## Available data
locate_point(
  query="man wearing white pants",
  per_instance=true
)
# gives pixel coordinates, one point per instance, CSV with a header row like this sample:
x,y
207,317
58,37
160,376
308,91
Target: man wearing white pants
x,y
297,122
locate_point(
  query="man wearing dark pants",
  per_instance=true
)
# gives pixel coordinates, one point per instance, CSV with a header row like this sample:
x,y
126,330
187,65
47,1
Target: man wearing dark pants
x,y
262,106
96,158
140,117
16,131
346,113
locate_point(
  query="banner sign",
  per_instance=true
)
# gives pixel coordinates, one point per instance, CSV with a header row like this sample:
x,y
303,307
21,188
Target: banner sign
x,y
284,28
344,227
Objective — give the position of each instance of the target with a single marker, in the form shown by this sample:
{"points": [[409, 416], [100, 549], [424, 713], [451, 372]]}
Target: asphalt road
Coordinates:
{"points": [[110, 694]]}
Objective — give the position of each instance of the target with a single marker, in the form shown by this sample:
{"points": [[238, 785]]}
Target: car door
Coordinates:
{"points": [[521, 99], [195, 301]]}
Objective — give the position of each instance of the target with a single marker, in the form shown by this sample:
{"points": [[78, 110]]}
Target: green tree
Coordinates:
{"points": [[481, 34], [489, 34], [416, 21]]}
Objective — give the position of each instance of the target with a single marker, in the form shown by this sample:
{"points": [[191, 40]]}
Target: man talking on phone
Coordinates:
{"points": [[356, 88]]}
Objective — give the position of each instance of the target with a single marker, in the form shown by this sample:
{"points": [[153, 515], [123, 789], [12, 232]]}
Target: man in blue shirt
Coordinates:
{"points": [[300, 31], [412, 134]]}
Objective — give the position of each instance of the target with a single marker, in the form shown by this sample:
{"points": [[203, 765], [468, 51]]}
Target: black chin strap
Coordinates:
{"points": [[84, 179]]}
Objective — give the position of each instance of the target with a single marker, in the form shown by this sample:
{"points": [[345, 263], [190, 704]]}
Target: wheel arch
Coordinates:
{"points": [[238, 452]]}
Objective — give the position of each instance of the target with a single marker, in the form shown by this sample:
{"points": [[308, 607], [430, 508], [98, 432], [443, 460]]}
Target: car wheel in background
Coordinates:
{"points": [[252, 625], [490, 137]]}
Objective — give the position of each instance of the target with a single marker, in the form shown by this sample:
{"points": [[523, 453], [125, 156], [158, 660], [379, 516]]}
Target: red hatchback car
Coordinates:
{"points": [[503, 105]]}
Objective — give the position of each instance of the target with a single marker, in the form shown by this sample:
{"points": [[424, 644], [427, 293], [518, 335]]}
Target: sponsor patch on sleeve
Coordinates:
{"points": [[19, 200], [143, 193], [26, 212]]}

## Work request
Give the data again, exactly as it appears above.

## Task solution
locate_point(
  query="man wearing white pants",
  per_instance=true
)
# gives pixel coordinates, one point per instance, CSV with a header row like this sample:
x,y
207,317
58,37
160,376
308,91
Target: man wearing white pants
x,y
297,122
locate_point(
  query="man wearing dark pants",
  per_instance=true
)
# gives pixel coordinates, one point per instance, CSV with a header row like this sample:
x,y
126,330
187,65
47,1
Target: man wearing dark pants
x,y
262,106
96,158
140,117
16,131
346,113
locate_point(
  query="banner sign",
  per_instance=true
)
# gives pixel coordinates, one point per instance, CSV with a header row like this sample:
x,y
303,307
21,188
Target: banner sign
x,y
284,28
344,227
Objective — give the position of each instance of the target with a single marker, in the form shown by this sample:
{"points": [[409, 416], [100, 549], [424, 713], [451, 372]]}
Target: asphalt road
Coordinates:
{"points": [[110, 694]]}
Objective — give the position of each instance of the target with a single marker, in the form shown by this sample:
{"points": [[238, 785]]}
Target: car door
Coordinates:
{"points": [[521, 99], [195, 301]]}
Objective — give the position of each instance of the target with a single marker, in the form shown by this sample:
{"points": [[78, 110]]}
Target: green tree
Coordinates:
{"points": [[481, 34], [489, 34], [416, 21]]}
Objective — give the position of each instance of the target with a single marker, in the form shown by this sample:
{"points": [[191, 40]]}
Target: man talking on phone
Coordinates:
{"points": [[356, 88]]}
Objective — give the position of each instance of the target with a single marker, in the form shown by this sample:
{"points": [[153, 515], [123, 789], [12, 232]]}
Target: man in blue shirt
Coordinates:
{"points": [[300, 31], [412, 134]]}
Objective — give the position of each instance of the target with a single marker, in the form shown by this sample:
{"points": [[203, 765], [468, 51]]}
Target: black chin strap
Coordinates:
{"points": [[84, 179]]}
Objective — give the position of each instance of the target with a single marker, in the form shown by this sample:
{"points": [[345, 263], [190, 704]]}
Target: wheel arch
Coordinates:
{"points": [[238, 452]]}
Objective — give the position of each instance of the target with a single marker, in the form shown by this sample:
{"points": [[308, 607], [430, 508], [98, 432], [443, 460]]}
Target: car wheel in background
Coordinates:
{"points": [[252, 625], [490, 137]]}
Objective — give the position of each instance of the target with a single marker, in the form shown by this sample:
{"points": [[523, 453], [125, 156], [158, 660], [379, 516]]}
Target: red hatchback car
Coordinates:
{"points": [[503, 105]]}
Objective — give the position of each instance of the target with a single marker, in the form shown by this sample:
{"points": [[424, 644], [427, 293], [518, 335]]}
Target: sponsor patch on sleeve
Coordinates:
{"points": [[19, 200], [143, 193], [26, 212]]}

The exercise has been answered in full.